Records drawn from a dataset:
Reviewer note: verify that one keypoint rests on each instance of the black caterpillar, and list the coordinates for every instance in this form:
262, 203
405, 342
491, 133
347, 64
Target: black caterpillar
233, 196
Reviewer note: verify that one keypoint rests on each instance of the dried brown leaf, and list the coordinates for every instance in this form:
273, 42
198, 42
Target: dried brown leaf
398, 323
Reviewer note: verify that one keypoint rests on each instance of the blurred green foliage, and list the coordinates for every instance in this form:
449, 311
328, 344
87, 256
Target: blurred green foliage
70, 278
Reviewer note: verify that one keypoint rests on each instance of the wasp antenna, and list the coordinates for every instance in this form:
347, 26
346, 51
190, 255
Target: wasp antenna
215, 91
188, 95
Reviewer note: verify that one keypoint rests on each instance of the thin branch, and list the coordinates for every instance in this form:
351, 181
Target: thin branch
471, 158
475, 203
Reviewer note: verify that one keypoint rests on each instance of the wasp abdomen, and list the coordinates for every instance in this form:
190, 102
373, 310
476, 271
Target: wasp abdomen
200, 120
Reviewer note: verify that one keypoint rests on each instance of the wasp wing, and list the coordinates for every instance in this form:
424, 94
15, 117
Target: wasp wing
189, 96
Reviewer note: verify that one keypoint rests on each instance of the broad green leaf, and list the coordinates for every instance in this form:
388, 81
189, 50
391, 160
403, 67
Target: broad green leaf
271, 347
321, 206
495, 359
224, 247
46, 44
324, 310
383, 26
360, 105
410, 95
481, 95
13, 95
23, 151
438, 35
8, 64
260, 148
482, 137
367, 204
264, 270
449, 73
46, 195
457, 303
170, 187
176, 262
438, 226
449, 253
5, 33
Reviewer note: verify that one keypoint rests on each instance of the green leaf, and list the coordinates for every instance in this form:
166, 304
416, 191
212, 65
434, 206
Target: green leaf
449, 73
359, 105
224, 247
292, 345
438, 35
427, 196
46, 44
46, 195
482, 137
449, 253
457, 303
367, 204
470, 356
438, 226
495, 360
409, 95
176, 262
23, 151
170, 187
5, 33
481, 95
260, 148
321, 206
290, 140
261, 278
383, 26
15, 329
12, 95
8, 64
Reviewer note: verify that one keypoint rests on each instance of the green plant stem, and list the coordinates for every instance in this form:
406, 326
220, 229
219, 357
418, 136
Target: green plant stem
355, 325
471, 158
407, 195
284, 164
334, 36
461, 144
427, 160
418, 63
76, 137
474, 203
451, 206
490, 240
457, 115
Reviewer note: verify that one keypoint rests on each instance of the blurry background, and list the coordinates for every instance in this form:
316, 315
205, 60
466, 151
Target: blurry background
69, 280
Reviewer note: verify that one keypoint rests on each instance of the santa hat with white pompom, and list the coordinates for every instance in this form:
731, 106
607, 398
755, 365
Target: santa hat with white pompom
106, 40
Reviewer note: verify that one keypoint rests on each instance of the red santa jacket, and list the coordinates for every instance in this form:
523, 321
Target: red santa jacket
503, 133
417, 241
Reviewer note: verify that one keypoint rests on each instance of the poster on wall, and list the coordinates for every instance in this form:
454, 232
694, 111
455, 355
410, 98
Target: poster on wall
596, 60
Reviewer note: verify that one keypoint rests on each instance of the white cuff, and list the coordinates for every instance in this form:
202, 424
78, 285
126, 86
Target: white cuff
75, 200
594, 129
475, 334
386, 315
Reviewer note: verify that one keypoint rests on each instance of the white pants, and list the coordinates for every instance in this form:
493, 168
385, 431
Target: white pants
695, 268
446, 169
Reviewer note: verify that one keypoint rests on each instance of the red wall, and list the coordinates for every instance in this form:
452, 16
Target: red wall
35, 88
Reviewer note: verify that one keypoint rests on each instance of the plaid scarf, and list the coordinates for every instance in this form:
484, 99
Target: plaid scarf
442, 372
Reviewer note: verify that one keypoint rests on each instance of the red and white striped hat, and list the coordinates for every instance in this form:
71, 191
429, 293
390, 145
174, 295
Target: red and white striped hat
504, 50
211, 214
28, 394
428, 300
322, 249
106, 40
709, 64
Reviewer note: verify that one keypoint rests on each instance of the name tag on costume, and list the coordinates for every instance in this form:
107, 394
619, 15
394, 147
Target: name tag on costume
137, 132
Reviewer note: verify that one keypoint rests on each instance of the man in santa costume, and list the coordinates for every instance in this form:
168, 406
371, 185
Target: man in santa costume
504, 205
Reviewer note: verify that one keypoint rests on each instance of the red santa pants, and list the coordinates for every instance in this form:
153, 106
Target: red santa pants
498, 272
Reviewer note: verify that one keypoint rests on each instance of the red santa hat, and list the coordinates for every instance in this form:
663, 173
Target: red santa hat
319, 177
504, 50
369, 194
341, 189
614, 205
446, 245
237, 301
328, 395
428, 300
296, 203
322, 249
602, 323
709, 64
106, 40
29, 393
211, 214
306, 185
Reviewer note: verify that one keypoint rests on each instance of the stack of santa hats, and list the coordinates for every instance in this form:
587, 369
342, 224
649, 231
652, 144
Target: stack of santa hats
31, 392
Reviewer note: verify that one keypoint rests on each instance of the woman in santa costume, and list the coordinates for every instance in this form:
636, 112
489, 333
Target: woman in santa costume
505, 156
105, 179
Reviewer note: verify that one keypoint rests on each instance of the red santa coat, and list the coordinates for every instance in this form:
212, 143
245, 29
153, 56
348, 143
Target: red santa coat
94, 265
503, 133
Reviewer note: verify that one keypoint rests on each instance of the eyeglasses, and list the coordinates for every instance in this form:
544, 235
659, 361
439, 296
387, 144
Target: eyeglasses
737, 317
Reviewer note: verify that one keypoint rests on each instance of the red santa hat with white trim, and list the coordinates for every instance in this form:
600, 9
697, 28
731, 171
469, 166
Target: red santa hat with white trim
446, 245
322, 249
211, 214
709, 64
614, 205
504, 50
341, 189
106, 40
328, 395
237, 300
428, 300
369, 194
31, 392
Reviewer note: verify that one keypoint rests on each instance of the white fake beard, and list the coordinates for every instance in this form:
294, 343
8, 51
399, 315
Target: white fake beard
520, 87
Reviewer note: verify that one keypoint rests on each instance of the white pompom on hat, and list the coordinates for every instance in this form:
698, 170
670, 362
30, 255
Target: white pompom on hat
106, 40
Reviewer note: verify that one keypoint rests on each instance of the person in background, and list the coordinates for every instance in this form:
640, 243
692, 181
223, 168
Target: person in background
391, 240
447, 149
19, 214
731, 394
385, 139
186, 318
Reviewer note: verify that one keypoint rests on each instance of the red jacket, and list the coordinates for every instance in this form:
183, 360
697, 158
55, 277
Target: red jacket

◆ Problem description:
All of the entries above should be written out verbatim.

◆ Output of the task:
Reviewer note: verify that one keypoint rests on each instance of the black caterpillar, and list the coordinates for every instance in this form:
262, 203
405, 342
491, 133
347, 64
Target: black caterpillar
233, 196
Reviewer note: verify that one keypoint rests on each instance of the dried brown leaf, and list the coordinates for every instance in this form:
273, 42
198, 42
Target: dried brown leaf
398, 323
Reviewer note: verify that one keypoint rests on each instance of the blurred green foliage, and list the coordinates for every instance in this form:
449, 311
328, 344
87, 256
Target: blurred green foliage
70, 278
Reviewer note: verify that one keypoint rests on each instance of the wasp antenna, and list the coordinates for every instance in this form:
347, 26
346, 51
190, 255
Target: wasp antenna
215, 91
188, 95
Reviewer note: verify that one keypoint rests on each instance of the thin branch, and list the coordinates for every instance in this form:
351, 181
Target: thin branch
471, 158
475, 203
Reviewer note: verify that one keypoint rests on each instance of the wasp abdomen, and list the coordinates for every instance in this form:
190, 102
373, 310
476, 271
Target: wasp abdomen
200, 120
Reviewer note: verify that one keypoint rests on each instance of the wasp wing, and list the coordinates for every instance in this form:
424, 94
15, 117
Target: wasp wing
189, 96
Reviewer note: verify that one keypoint rests on each instance of the broad green leaf, and list the coordinates for every instance in this form:
388, 81
189, 50
391, 160
403, 67
Target: broad green leaf
271, 347
321, 206
495, 359
224, 247
46, 44
324, 310
383, 26
360, 105
410, 95
481, 95
13, 95
23, 151
438, 35
8, 64
260, 148
482, 137
367, 204
264, 270
449, 73
46, 195
457, 303
170, 187
176, 262
438, 226
449, 253
5, 33
Reviewer note: verify that one keypoint rests on each instance of the green leaf, and list the coordinates for every instance in this form:
166, 304
416, 191
212, 65
434, 206
Target: green leaf
449, 73
359, 105
224, 247
292, 345
438, 35
427, 196
46, 44
46, 195
482, 137
449, 253
457, 303
367, 204
470, 356
438, 226
495, 360
409, 95
176, 262
23, 151
170, 187
5, 33
481, 95
260, 148
321, 206
290, 140
261, 278
383, 26
15, 329
12, 95
8, 64
Reviewer note: verify that one keypoint rests on each instance of the green plant stem, and list the coordinates for every instance in this form:
406, 326
220, 229
219, 357
418, 136
Target: green plant stem
355, 325
471, 158
407, 195
284, 164
334, 36
461, 144
427, 160
418, 63
76, 137
474, 203
451, 206
490, 240
457, 115
Reviewer note: verify that one keypoint rests on each instance of the blurry background, and list the coordinates for every instance in this form:
316, 315
205, 60
466, 151
Target: blurry background
69, 280
Reviewer note: verify that one keypoint rests on each instance of the santa hat with white pompom, and list the coordinates for every instance in this form:
731, 106
607, 398
755, 365
Target: santa hat with white pompom
106, 40
Reviewer note: verify that one keypoint rests on each instance of the red santa jacket, and list the coordinates for every instance in this form:
523, 321
Target: red santa jacket
503, 133
417, 241
Reviewer note: verify that one keypoint rests on each instance of the poster on wall, and list the coordinates for every instance in this form:
454, 232
694, 111
455, 355
410, 98
Target: poster on wall
596, 60
Reviewer note: verify that one keypoint rests on each instance of the white cuff, and list the coordinates for every instance in this form:
202, 424
78, 285
126, 86
Target: white cuff
75, 200
594, 129
475, 334
386, 315
Reviewer note: verify that one keypoint rests on each instance of the white pants, and list the coordinates for every instance in this form:
493, 168
385, 431
Target: white pants
695, 268
446, 169
Reviewer note: verify that one keypoint rests on each instance of the red wall, and list the coordinates for every instance in this form:
452, 16
Target: red wall
35, 88
Reviewer note: verify that one keypoint rests on each instance of the plaid scarf, and list the coordinates for every instance in this form:
484, 99
Target: plaid scarf
442, 372
Reviewer note: verify that one keypoint rests on each instance of the red and white striped hat, and list the coordinates for every instance in this form:
71, 191
429, 293
390, 145
174, 295
Target: red and white striped hat
504, 50
211, 214
28, 394
428, 300
322, 249
106, 40
709, 64
Reviewer note: verify that one keypoint rests on each instance of the name tag on costume, and list the coordinates for every instance in this form:
107, 394
619, 15
394, 147
Target: name tag on costume
137, 132
Reviewer note: verify that one keypoint rests on each instance of the man in santa costume, and list the coordinates for every instance in this form:
168, 406
371, 185
Target: man in santa costume
504, 205
Reviewer note: verify that one keypoint rests on each instance of the red santa pants, and list the coordinates for every instance in this form:
153, 106
Target: red santa pants
498, 272
Reviewer note: verify that one keypoint rests on each instance of the red santa hat, and list the coordinates for every instance in this form:
663, 173
Target: red santa hat
319, 177
504, 50
369, 194
341, 189
614, 205
446, 245
237, 301
328, 395
428, 300
296, 203
322, 249
602, 323
709, 64
106, 40
29, 393
211, 214
306, 185
Reviewer note: verify that one keypoint rests on each instance of the stack of santa hats, and list the coordinates for every instance in this form:
587, 369
342, 224
649, 231
652, 144
Target: stack of santa hats
31, 392
Reviewer note: verify that one keypoint rests on each instance of the woman in santa costume, and list the coordinates for every instance in this form:
636, 112
489, 333
Target: woman in santa costume
505, 156
105, 179
Reviewer note: verify that one keypoint rests on each instance of the red santa coat, and list the coordinates for every instance in this form:
212, 143
245, 29
153, 56
348, 143
Target: red santa coat
94, 265
503, 133
Reviewer note: verify that one keypoint rests on each instance of the eyeglasses, and list the coordinates for every instance in this form:
544, 235
659, 361
439, 296
387, 144
Target: eyeglasses
737, 317
Reviewer note: verify that one keypoint rests on each instance of the red santa hat with white trim, and list the coordinates for every instance in this form:
600, 9
697, 28
731, 171
469, 166
Target: red santa hat with white trim
446, 245
322, 249
211, 214
709, 64
614, 205
504, 50
341, 189
106, 40
328, 395
237, 300
428, 300
369, 194
31, 392
Reviewer note: verify that one keypoint rests on each instance of the white fake beard, and list the coordinates for every instance in this form:
294, 343
8, 51
399, 315
Target: white fake beard
520, 87
Reviewer note: verify that one keypoint rests on each instance of the white pompom on hat, and list the coordinates for every instance in this form:
698, 170
670, 362
30, 255
Target: white pompom on hat
106, 40
Reviewer note: verify that one keypoint rests on each instance of the person in background, and list the coordinates for every instance in this form:
640, 243
692, 181
223, 168
Target: person in background
391, 240
447, 149
19, 214
731, 394
385, 139
186, 318
Reviewer note: verify that one keypoint rests on each instance of the red jacket, and list the coordinates for every instance in this form:
183, 360
697, 158
55, 277
Target: red jacket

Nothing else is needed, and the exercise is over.